Please set down all the lines beneath this one exactly, without the pictures.

### Recorded information
— Start —

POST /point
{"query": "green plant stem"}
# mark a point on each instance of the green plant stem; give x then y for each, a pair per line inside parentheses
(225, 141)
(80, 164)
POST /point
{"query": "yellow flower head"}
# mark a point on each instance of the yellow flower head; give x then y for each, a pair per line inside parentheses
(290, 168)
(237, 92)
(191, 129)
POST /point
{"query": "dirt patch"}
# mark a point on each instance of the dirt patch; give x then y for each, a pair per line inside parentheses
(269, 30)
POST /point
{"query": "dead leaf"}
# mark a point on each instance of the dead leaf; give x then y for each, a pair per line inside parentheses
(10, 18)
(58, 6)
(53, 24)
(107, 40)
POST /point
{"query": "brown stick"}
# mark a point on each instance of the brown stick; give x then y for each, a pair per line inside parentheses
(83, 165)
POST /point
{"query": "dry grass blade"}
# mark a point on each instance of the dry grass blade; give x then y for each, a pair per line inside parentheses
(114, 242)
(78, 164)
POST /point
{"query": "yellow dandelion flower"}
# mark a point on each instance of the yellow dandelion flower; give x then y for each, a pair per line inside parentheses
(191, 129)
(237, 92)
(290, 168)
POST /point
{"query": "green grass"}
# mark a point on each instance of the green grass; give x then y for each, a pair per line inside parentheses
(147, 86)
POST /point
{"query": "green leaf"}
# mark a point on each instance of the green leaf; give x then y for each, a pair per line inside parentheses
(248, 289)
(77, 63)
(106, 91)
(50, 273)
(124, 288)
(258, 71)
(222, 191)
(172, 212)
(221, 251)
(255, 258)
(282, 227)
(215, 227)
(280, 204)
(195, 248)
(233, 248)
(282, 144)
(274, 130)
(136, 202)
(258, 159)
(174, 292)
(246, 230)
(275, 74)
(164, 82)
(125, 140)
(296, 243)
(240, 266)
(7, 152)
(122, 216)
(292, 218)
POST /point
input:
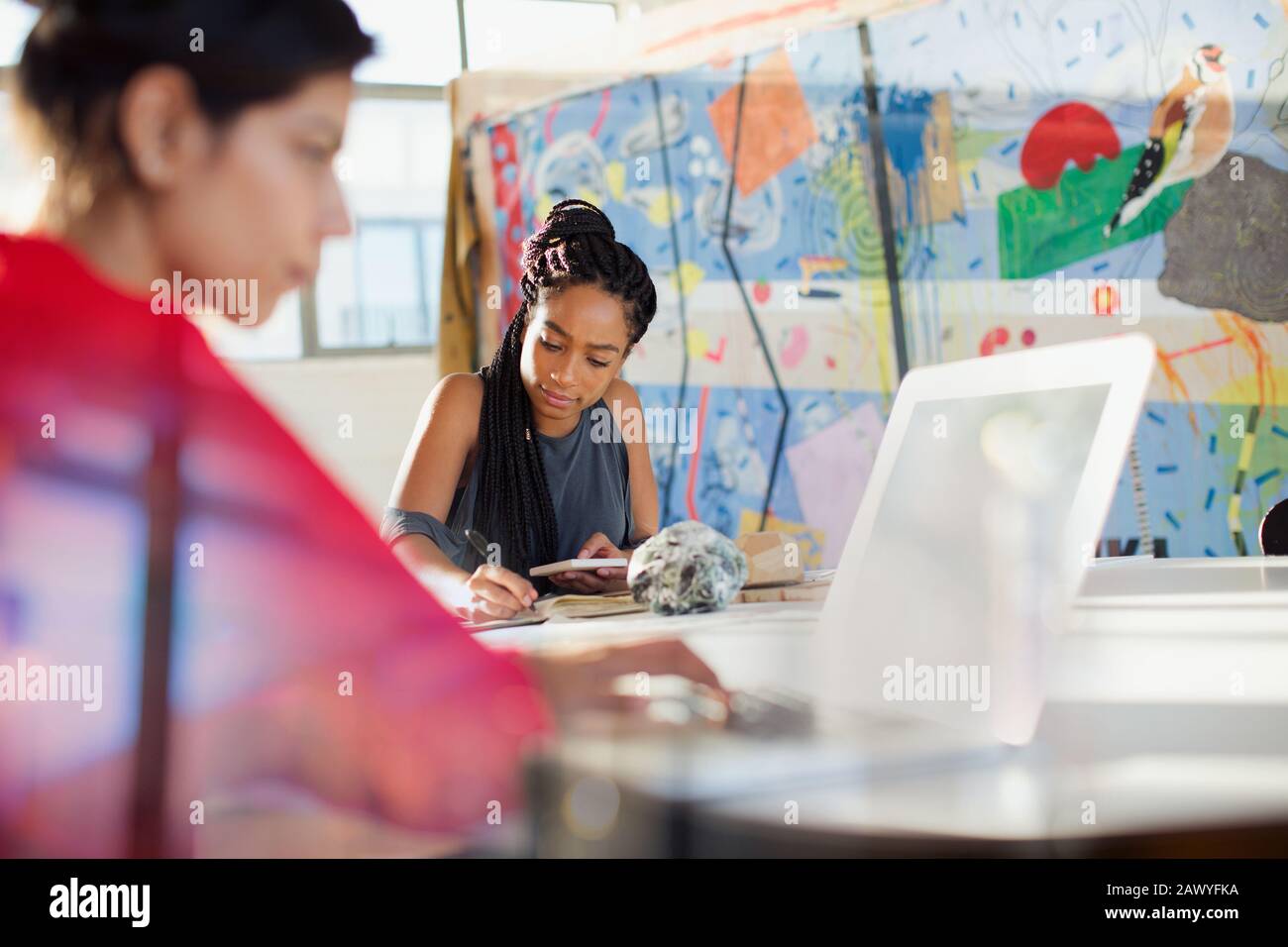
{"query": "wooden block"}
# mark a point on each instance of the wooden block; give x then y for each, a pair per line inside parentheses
(768, 558)
(800, 591)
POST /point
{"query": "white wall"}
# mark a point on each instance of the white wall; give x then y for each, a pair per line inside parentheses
(381, 393)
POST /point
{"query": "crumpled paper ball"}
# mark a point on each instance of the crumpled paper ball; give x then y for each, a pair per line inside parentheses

— End —

### Result
POST /point
{"query": "green plant stem"}
# mark a point on each instance of the green plant stem; give x then y for each, a pair per line inside parentheses
(225, 141)
(80, 164)
POST /point
{"query": "yellow flower head"}
# mark a point on each instance of the yellow flower head; give x then y for each, a pair per line inside parentheses
(290, 168)
(237, 92)
(191, 129)
POST /point
{"query": "dirt patch"}
# mark a point on each instance of the dirt patch; give x then y for each, a pair per line inside parentheses
(269, 30)
POST /point
{"query": "dead leaf"}
# mark a point on each instance of the dead leaf; give x then y for each, a pair per line inside parentheses
(10, 18)
(58, 6)
(53, 24)
(107, 40)
POST /point
{"query": "brown stick"}
# mark a point on each instance of the brown stick; give x then y for each, a pair per line inside parentheses
(83, 165)
POST /point
{"query": "dry grass blade"}
# mark a point on each instance of the dry grass blade; give x then y for each, a pair per line inside parentheses
(114, 242)
(78, 164)
POST /point
{"query": "yellow dandelion flower"}
# mark a point on each instance of the yellow dandelion flower; give x then y for each, a pair per line inside parentheses
(191, 129)
(237, 92)
(290, 168)
POST /point
{"query": "green grass"}
# mark a point on each instance of the green grass; give x then y for each, a pair per line inside parentheses
(147, 86)
POST /point
{"query": "green leaf"}
# mark a point on each instance of the green leaf; give x then y for each, a pair per line inside parentheses
(248, 289)
(77, 63)
(106, 91)
(50, 273)
(124, 288)
(258, 71)
(222, 191)
(172, 212)
(221, 251)
(255, 258)
(282, 227)
(215, 227)
(280, 204)
(195, 248)
(233, 248)
(282, 144)
(274, 130)
(136, 202)
(258, 159)
(174, 292)
(246, 230)
(275, 74)
(164, 82)
(125, 140)
(296, 243)
(240, 266)
(7, 152)
(122, 216)
(292, 218)
POST /point
input:
{"query": "wooden block"}
# mark a point on each instance of the wooden block; give x then y for each, a pair per line inside parentheses
(768, 558)
(800, 591)
POST /point
{"query": "white wall"}
# mark a point on each instance of the white wall; give x then y for each, a pair per line inside parentheses
(381, 393)
POST /point
{"query": "crumpled paper ball"}
# mark a point on each instance of the crumpled paper ball; give x then y for each, a pair per line inside parentheses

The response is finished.